SHORT TASK: Find each line in the records below that contains the string "suit" and copy those lines out. Only matches with the same letter case count.

STORED RECORDS:
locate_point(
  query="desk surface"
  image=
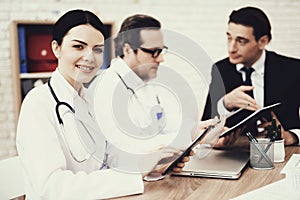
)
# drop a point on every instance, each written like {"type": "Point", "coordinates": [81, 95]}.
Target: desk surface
{"type": "Point", "coordinates": [207, 188]}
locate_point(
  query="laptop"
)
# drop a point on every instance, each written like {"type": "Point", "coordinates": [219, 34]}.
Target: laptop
{"type": "Point", "coordinates": [218, 164]}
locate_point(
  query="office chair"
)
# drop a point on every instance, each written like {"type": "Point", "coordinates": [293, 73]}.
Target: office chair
{"type": "Point", "coordinates": [11, 178]}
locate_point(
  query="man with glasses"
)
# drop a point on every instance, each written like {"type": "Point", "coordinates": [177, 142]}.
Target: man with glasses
{"type": "Point", "coordinates": [129, 108]}
{"type": "Point", "coordinates": [140, 45]}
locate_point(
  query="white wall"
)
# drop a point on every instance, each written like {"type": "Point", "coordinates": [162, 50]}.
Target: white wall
{"type": "Point", "coordinates": [202, 21]}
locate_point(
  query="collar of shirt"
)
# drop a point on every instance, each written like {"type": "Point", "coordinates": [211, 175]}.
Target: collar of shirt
{"type": "Point", "coordinates": [120, 66]}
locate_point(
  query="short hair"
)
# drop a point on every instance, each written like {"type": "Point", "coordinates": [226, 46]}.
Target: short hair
{"type": "Point", "coordinates": [130, 31]}
{"type": "Point", "coordinates": [75, 18]}
{"type": "Point", "coordinates": [252, 17]}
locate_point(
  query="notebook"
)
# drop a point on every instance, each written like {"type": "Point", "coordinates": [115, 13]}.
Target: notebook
{"type": "Point", "coordinates": [218, 164]}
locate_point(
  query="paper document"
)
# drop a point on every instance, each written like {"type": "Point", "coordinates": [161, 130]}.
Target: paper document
{"type": "Point", "coordinates": [294, 161]}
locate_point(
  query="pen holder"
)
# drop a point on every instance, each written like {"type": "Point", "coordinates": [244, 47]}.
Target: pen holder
{"type": "Point", "coordinates": [279, 151]}
{"type": "Point", "coordinates": [262, 154]}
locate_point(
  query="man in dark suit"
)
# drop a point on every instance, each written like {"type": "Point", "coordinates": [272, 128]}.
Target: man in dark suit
{"type": "Point", "coordinates": [255, 77]}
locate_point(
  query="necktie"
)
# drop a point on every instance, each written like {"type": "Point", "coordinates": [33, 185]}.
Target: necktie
{"type": "Point", "coordinates": [248, 71]}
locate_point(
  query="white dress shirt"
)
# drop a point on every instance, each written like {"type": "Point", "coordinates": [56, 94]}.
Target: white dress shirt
{"type": "Point", "coordinates": [257, 79]}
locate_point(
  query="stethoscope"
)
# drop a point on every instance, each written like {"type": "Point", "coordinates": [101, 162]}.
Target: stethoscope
{"type": "Point", "coordinates": [61, 123]}
{"type": "Point", "coordinates": [157, 114]}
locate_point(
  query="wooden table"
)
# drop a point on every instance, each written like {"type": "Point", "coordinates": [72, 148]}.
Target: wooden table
{"type": "Point", "coordinates": [207, 188]}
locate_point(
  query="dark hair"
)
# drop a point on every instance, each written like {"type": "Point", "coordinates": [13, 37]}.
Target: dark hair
{"type": "Point", "coordinates": [130, 31]}
{"type": "Point", "coordinates": [252, 17]}
{"type": "Point", "coordinates": [75, 18]}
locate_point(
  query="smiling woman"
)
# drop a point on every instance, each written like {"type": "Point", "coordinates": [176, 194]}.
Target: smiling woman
{"type": "Point", "coordinates": [60, 146]}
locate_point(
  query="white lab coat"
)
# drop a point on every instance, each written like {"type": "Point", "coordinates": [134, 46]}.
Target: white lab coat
{"type": "Point", "coordinates": [111, 97]}
{"type": "Point", "coordinates": [50, 170]}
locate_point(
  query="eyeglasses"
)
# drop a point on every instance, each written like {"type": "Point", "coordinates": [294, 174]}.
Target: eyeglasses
{"type": "Point", "coordinates": [156, 51]}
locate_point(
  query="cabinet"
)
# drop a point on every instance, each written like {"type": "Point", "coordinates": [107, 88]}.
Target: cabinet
{"type": "Point", "coordinates": [31, 56]}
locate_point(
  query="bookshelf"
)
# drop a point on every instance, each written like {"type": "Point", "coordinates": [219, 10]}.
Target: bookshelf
{"type": "Point", "coordinates": [32, 57]}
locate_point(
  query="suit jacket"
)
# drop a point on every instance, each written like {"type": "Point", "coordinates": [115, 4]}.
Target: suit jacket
{"type": "Point", "coordinates": [281, 84]}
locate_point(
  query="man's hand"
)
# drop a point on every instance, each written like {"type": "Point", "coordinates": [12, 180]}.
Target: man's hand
{"type": "Point", "coordinates": [237, 98]}
{"type": "Point", "coordinates": [181, 165]}
{"type": "Point", "coordinates": [289, 138]}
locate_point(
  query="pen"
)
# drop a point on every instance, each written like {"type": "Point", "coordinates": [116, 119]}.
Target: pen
{"type": "Point", "coordinates": [258, 147]}
{"type": "Point", "coordinates": [267, 148]}
{"type": "Point", "coordinates": [238, 110]}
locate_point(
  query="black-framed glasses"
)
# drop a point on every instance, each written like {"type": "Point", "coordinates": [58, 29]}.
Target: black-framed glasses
{"type": "Point", "coordinates": [155, 52]}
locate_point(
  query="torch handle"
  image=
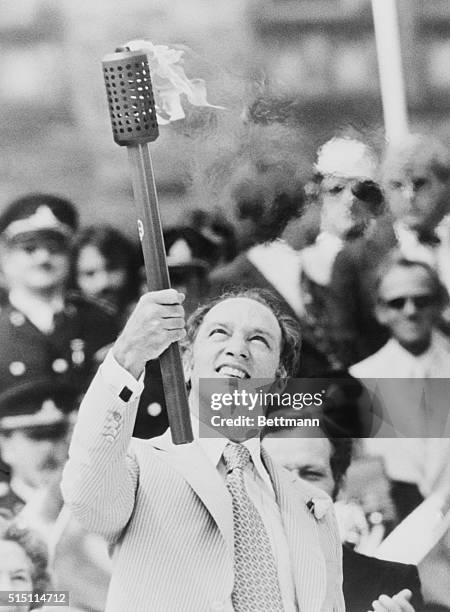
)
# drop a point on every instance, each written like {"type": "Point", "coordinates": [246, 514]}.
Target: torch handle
{"type": "Point", "coordinates": [151, 236]}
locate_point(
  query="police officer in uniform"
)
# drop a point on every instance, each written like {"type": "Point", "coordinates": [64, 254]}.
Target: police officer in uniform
{"type": "Point", "coordinates": [45, 330]}
{"type": "Point", "coordinates": [35, 424]}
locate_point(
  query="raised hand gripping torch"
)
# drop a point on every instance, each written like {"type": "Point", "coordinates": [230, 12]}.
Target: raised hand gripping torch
{"type": "Point", "coordinates": [134, 125]}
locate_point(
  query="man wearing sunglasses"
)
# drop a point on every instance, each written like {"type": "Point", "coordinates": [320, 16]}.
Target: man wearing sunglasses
{"type": "Point", "coordinates": [45, 330]}
{"type": "Point", "coordinates": [409, 300]}
{"type": "Point", "coordinates": [349, 200]}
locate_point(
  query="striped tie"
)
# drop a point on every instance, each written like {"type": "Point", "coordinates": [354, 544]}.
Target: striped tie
{"type": "Point", "coordinates": [256, 587]}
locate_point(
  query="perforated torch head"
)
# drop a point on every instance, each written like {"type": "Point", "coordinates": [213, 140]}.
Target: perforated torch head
{"type": "Point", "coordinates": [130, 97]}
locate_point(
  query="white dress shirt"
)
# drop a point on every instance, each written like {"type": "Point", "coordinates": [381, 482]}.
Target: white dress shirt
{"type": "Point", "coordinates": [256, 478]}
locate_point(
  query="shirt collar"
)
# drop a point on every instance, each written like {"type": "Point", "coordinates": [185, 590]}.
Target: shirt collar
{"type": "Point", "coordinates": [214, 447]}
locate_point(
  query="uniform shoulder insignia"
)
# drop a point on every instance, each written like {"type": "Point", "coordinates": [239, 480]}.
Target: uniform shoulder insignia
{"type": "Point", "coordinates": [77, 299]}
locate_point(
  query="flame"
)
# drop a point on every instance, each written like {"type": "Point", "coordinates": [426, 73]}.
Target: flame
{"type": "Point", "coordinates": [170, 81]}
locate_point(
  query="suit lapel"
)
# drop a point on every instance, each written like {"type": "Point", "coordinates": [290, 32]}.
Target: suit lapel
{"type": "Point", "coordinates": [309, 568]}
{"type": "Point", "coordinates": [192, 463]}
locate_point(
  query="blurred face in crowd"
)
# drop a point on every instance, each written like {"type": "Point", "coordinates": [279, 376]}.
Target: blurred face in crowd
{"type": "Point", "coordinates": [96, 279]}
{"type": "Point", "coordinates": [343, 214]}
{"type": "Point", "coordinates": [238, 338]}
{"type": "Point", "coordinates": [15, 572]}
{"type": "Point", "coordinates": [408, 306]}
{"type": "Point", "coordinates": [416, 195]}
{"type": "Point", "coordinates": [35, 455]}
{"type": "Point", "coordinates": [308, 458]}
{"type": "Point", "coordinates": [37, 262]}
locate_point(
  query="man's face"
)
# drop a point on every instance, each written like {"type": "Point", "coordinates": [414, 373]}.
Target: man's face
{"type": "Point", "coordinates": [342, 213]}
{"type": "Point", "coordinates": [238, 338]}
{"type": "Point", "coordinates": [308, 458]}
{"type": "Point", "coordinates": [15, 571]}
{"type": "Point", "coordinates": [37, 262]}
{"type": "Point", "coordinates": [96, 279]}
{"type": "Point", "coordinates": [416, 196]}
{"type": "Point", "coordinates": [34, 459]}
{"type": "Point", "coordinates": [408, 307]}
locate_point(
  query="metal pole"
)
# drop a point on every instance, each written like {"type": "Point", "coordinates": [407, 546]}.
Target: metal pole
{"type": "Point", "coordinates": [390, 68]}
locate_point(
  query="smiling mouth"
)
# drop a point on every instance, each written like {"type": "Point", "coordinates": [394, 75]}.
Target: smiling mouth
{"type": "Point", "coordinates": [232, 372]}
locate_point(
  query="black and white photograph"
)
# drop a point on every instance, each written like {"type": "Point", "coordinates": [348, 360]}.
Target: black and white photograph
{"type": "Point", "coordinates": [224, 306]}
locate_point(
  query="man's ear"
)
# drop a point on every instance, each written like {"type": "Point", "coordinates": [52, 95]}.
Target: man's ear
{"type": "Point", "coordinates": [279, 384]}
{"type": "Point", "coordinates": [380, 313]}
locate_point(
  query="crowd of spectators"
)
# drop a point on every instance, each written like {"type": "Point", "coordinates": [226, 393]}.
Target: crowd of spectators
{"type": "Point", "coordinates": [370, 294]}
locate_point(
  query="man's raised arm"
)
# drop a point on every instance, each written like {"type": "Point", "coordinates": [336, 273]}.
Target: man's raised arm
{"type": "Point", "coordinates": [100, 477]}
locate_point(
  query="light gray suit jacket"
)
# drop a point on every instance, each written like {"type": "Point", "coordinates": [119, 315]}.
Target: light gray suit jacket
{"type": "Point", "coordinates": [169, 514]}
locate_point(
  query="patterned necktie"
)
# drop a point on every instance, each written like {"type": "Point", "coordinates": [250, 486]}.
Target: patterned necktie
{"type": "Point", "coordinates": [256, 587]}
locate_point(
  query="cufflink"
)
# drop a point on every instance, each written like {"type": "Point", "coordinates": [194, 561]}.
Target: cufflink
{"type": "Point", "coordinates": [125, 394]}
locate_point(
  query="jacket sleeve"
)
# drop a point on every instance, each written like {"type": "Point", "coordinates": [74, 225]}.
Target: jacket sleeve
{"type": "Point", "coordinates": [100, 478]}
{"type": "Point", "coordinates": [337, 595]}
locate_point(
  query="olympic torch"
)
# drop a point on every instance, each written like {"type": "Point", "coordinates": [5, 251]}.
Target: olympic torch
{"type": "Point", "coordinates": [134, 125]}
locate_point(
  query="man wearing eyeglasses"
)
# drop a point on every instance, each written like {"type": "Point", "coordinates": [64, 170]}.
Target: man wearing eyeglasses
{"type": "Point", "coordinates": [416, 182]}
{"type": "Point", "coordinates": [410, 299]}
{"type": "Point", "coordinates": [45, 330]}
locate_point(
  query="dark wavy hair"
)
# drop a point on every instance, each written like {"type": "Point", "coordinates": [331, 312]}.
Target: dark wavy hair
{"type": "Point", "coordinates": [290, 328]}
{"type": "Point", "coordinates": [37, 552]}
{"type": "Point", "coordinates": [118, 251]}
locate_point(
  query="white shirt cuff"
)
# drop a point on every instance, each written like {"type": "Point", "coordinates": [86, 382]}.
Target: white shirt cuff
{"type": "Point", "coordinates": [119, 378]}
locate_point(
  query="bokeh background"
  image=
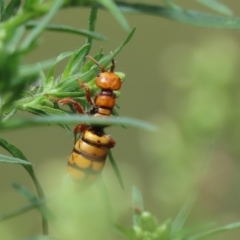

ANSWER:
  query="man in dark suit"
Target: man in dark suit
  query="suit jacket"
Target: suit jacket
  query="suit lapel"
Target: suit lapel
  query="light gray suit jacket"
Target: light gray suit jacket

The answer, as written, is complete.